──────── RECORDS FOR THIS TASK

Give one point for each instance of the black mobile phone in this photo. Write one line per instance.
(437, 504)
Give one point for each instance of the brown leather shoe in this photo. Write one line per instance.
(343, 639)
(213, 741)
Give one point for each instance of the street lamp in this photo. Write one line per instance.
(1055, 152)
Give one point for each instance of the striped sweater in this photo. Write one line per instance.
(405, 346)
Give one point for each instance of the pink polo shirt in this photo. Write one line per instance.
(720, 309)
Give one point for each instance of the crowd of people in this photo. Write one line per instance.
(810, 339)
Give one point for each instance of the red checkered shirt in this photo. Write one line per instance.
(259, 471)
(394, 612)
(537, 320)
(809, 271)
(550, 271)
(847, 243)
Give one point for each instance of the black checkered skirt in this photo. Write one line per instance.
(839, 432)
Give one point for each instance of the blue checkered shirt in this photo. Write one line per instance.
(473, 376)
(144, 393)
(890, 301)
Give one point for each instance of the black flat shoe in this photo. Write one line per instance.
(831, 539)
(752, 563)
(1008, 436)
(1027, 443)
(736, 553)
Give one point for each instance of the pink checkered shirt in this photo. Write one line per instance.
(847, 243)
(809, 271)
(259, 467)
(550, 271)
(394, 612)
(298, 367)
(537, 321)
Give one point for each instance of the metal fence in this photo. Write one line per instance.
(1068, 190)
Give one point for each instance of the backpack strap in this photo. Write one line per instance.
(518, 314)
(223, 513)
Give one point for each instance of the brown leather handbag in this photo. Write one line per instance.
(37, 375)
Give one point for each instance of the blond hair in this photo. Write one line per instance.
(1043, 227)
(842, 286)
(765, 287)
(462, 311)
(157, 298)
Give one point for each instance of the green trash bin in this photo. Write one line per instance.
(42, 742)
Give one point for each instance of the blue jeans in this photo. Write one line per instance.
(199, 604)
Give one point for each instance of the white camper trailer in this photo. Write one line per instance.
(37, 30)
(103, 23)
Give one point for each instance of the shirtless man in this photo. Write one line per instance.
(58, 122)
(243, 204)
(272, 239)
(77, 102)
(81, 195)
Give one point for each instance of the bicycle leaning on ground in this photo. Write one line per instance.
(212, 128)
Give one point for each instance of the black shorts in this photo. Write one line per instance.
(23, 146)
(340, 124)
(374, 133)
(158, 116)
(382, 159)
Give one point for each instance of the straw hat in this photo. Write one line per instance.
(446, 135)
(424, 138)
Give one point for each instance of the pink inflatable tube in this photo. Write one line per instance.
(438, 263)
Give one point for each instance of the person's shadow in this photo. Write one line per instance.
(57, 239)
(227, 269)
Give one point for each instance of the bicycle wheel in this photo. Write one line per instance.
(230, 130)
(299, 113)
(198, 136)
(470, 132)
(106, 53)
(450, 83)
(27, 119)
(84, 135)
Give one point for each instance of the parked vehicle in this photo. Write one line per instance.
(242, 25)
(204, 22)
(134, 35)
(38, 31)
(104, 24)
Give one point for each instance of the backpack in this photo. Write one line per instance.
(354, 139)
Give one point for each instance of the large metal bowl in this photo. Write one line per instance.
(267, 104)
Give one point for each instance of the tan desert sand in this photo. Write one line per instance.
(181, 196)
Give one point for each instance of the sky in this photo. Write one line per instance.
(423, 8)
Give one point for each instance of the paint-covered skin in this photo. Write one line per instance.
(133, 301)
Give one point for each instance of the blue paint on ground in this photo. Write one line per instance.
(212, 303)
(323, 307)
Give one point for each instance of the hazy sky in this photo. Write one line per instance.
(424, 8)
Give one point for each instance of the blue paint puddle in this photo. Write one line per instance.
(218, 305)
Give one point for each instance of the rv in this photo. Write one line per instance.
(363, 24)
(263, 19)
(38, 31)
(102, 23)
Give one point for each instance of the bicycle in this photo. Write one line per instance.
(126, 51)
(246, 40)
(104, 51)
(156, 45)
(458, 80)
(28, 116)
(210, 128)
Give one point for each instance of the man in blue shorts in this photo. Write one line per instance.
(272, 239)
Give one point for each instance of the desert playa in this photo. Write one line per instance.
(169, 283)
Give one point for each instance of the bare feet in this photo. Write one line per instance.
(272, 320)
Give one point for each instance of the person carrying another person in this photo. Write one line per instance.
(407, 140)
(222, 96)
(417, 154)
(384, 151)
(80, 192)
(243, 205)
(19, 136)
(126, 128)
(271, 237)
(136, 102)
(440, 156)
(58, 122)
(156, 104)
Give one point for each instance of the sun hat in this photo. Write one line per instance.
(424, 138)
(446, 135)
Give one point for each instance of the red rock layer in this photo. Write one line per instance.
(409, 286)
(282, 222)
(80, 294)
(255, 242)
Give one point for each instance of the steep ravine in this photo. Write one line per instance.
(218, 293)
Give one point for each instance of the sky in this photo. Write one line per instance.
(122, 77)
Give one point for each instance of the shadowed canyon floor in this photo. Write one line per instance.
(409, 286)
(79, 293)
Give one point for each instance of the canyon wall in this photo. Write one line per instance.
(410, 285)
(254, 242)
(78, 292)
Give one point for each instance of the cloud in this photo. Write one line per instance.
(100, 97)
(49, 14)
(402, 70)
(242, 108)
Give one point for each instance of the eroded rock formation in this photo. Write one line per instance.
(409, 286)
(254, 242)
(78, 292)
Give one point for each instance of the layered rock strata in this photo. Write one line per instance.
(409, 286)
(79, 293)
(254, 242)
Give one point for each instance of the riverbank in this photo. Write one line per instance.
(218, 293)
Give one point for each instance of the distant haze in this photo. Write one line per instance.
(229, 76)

────────────────

* [THE PROBLEM]: Write out the lines above, starting at the line that contains "Give one point for each instance of the bicycle in" and ending with the final line, and nothing else; copy them exactly.

* [THE RESULT]:
Give one point for each instance of the bicycle in this photo. Write one line per instance.
(126, 51)
(246, 40)
(104, 51)
(156, 45)
(458, 80)
(28, 116)
(210, 128)
Give one point for each instance of the man in blue shorts in this photo. Write one line per instance.
(272, 239)
Give one point for each instance of the desert playa in this photo. Write one line per instance.
(169, 283)
Give one point for each instance of the bare feet in this photo. Write one line per instance.
(272, 320)
Give one point for each instance of the person carrying another person in this photo. Write one line per instance.
(407, 140)
(222, 96)
(417, 154)
(384, 151)
(80, 192)
(243, 205)
(19, 136)
(126, 128)
(271, 237)
(136, 102)
(440, 156)
(58, 122)
(156, 104)
Give one point for each instance of the sun hat in this photo. Write one line per instance.
(424, 138)
(446, 135)
Give one point for each instance of the red rock layer in this photo. Write one line per instance.
(409, 286)
(282, 222)
(80, 294)
(255, 242)
Give one point for each instance of the steep ravine in this photo. Write one line per instance.
(218, 293)
Give one point for each instance of the sky in this photo. Write one line per instance.
(122, 77)
Give one point for each instance of the shadowed canyon floor in this photo. Write one line per instance.
(409, 286)
(79, 293)
Give one point for each instance of the canyon wall in this photo. Write one line per instance.
(410, 285)
(254, 242)
(78, 292)
Give one point for each instance of the cloud in this photo. Write one line per instance.
(100, 97)
(49, 14)
(402, 70)
(242, 108)
Give one point for each instance of the eroded rock formation in this photo. Write one line per instance.
(409, 286)
(254, 242)
(78, 292)
Give one point for each instance of the layered rock strata in this photo. Write one line per instance.
(409, 286)
(79, 293)
(254, 242)
Give one point for each instance of the riverbank in this photo. Write one line per instance.
(218, 293)
Give one point for each instance of the distant haze in this photo. Write one line per instance.
(229, 76)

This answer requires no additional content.